++++ RECORDS SHOWN

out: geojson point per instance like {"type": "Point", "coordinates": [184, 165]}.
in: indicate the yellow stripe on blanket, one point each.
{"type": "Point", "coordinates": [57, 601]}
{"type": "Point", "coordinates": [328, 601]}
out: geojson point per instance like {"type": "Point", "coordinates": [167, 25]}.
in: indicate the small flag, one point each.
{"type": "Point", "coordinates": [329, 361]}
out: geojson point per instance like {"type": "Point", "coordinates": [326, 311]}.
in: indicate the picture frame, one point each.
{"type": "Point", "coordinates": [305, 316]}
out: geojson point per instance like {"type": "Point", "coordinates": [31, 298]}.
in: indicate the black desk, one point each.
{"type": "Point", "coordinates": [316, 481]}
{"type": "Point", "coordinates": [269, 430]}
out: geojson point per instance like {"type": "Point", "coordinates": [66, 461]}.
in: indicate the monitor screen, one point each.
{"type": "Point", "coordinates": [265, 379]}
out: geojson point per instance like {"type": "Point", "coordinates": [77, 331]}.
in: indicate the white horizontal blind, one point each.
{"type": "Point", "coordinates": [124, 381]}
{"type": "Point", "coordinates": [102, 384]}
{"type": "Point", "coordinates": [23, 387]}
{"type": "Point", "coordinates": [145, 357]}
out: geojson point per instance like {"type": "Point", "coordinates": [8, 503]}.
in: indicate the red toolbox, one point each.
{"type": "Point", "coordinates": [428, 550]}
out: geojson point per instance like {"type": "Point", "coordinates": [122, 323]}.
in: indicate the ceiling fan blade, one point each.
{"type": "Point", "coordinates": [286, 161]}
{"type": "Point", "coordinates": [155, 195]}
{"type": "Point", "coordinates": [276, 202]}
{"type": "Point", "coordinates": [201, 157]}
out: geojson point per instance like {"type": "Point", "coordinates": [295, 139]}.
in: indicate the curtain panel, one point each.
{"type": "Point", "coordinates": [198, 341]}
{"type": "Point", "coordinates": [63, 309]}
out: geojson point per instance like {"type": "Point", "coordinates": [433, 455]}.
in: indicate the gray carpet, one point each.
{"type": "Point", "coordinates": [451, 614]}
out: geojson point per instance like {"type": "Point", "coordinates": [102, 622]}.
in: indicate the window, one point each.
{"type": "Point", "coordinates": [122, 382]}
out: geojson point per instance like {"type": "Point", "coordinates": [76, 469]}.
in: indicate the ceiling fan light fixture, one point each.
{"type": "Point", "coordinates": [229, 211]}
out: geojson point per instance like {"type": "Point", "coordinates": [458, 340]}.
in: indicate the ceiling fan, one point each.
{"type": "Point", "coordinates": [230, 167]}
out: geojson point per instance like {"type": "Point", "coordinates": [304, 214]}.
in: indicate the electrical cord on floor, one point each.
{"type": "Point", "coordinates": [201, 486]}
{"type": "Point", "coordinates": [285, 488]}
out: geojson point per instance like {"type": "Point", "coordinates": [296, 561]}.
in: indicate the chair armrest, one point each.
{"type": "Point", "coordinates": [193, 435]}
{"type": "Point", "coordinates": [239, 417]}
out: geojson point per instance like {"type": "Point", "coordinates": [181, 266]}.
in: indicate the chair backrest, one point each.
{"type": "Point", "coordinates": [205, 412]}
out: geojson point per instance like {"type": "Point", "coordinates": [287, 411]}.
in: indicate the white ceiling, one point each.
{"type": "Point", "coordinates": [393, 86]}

++++++++
++++ RECORDS SHOWN

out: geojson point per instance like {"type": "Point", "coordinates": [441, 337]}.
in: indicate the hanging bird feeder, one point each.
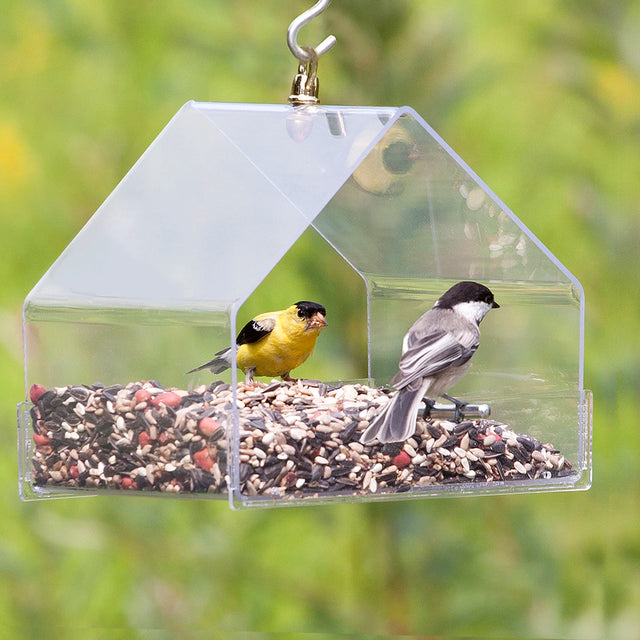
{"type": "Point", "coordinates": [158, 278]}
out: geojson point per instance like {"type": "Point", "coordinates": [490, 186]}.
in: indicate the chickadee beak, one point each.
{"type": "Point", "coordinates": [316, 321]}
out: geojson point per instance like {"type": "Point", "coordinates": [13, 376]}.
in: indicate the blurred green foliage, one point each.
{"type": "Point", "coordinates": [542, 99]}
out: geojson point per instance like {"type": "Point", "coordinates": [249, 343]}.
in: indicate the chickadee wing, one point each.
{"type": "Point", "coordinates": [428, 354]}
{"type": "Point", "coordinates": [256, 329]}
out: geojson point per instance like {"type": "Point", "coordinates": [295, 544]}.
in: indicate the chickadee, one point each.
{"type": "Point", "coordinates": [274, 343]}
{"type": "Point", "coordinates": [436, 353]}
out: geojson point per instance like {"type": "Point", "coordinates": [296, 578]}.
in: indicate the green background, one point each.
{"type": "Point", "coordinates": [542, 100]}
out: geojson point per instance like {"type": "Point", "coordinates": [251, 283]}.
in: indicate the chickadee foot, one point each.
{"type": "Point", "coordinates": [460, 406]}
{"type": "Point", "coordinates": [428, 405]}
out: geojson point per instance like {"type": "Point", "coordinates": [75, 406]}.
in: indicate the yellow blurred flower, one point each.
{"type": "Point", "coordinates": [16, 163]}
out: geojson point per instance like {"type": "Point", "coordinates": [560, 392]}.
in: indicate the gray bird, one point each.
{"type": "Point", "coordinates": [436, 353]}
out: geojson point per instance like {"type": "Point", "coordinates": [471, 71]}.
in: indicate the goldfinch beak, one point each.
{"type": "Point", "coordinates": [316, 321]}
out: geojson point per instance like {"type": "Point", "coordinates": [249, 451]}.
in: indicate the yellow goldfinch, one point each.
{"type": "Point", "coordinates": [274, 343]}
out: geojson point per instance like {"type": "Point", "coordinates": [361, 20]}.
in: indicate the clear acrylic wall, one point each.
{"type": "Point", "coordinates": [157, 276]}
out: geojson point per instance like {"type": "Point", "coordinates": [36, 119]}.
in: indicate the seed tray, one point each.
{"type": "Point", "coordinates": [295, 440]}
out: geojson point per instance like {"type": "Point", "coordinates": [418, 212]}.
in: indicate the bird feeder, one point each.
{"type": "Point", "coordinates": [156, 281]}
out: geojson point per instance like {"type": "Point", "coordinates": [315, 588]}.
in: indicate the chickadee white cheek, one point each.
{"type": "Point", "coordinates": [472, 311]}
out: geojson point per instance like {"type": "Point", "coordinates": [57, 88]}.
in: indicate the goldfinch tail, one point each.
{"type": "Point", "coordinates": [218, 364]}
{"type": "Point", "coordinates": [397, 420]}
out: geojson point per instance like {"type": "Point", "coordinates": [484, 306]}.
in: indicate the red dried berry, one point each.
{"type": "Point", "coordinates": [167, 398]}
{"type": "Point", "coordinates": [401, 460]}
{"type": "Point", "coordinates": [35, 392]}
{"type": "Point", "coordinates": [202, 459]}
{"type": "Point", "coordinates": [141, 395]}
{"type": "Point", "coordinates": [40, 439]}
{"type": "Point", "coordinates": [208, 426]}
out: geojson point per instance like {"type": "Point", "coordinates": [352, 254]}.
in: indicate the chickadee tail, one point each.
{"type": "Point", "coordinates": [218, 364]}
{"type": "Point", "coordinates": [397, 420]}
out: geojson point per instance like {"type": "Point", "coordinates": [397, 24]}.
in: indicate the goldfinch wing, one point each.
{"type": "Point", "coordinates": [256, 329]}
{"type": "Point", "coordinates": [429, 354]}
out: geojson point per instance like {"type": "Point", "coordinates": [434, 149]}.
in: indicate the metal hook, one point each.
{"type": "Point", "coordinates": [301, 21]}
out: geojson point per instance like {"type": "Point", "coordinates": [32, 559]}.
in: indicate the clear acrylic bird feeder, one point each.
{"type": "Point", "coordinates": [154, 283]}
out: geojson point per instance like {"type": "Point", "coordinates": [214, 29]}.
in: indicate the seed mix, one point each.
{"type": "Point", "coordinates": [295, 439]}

++++++++
++++ RECORDS SHOWN

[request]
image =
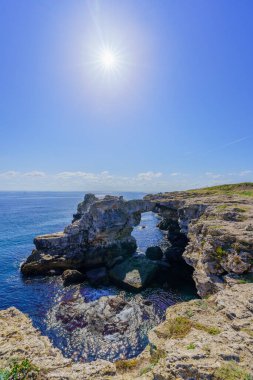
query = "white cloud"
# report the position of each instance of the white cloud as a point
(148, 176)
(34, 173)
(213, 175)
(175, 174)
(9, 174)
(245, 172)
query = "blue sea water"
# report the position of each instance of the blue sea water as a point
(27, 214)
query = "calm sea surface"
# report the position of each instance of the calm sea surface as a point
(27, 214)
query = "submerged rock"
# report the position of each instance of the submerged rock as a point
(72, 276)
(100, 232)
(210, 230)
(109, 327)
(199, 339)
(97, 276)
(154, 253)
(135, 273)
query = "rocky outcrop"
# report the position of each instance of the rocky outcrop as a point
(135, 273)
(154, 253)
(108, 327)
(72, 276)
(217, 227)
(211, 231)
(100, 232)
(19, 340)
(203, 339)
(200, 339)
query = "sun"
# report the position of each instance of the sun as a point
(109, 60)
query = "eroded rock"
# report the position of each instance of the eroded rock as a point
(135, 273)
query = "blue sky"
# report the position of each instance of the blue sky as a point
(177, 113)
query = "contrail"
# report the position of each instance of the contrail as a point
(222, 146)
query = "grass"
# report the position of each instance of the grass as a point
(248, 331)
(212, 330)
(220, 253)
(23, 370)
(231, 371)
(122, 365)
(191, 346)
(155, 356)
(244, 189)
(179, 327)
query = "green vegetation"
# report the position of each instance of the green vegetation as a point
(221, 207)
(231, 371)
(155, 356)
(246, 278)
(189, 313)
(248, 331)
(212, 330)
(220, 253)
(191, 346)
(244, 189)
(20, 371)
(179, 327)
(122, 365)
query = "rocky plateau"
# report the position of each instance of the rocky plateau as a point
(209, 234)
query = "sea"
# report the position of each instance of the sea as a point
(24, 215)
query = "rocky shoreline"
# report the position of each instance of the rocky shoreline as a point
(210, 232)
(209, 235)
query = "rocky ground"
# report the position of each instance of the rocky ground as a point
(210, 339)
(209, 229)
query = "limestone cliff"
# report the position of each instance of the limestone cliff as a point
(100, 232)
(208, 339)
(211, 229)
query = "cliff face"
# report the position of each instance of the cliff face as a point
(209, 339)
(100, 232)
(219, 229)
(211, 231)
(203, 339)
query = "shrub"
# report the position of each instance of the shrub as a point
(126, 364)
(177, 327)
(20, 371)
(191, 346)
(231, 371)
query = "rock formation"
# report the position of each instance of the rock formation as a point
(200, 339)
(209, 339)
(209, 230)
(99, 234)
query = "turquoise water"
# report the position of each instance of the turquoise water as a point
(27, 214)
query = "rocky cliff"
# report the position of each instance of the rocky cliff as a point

++++++++

● **TASK DETAILS**
Looking at the data above, return every line from the one with "# report the position of each instance of the rocky ground" down to the one with "# report the position of each instance of the rocky cliff", exactly and inclusively.

● **WRITTEN SOLUTION**
# report the position of each instance of the rocky ground as a point
(210, 339)
(209, 229)
query = "limestone cliff"
# report the position of each instance of the limestone cliff as a point
(100, 232)
(208, 339)
(211, 229)
query = "cliff face"
# report the position of each instance of the cliff face as a point
(209, 339)
(100, 232)
(219, 229)
(211, 231)
(203, 339)
query = "shrub"
# report the position of each instance of the shrub as a point
(126, 364)
(177, 327)
(20, 371)
(191, 346)
(231, 371)
query = "rock formation"
# report the position of each instance of the rock formation as a point
(200, 339)
(209, 339)
(209, 230)
(99, 234)
query = "turquoise water"
# report the position of each instance of the turquoise water as a point
(27, 214)
query = "rocky cliff"
# report the position of each instance of the rocky cliff as a point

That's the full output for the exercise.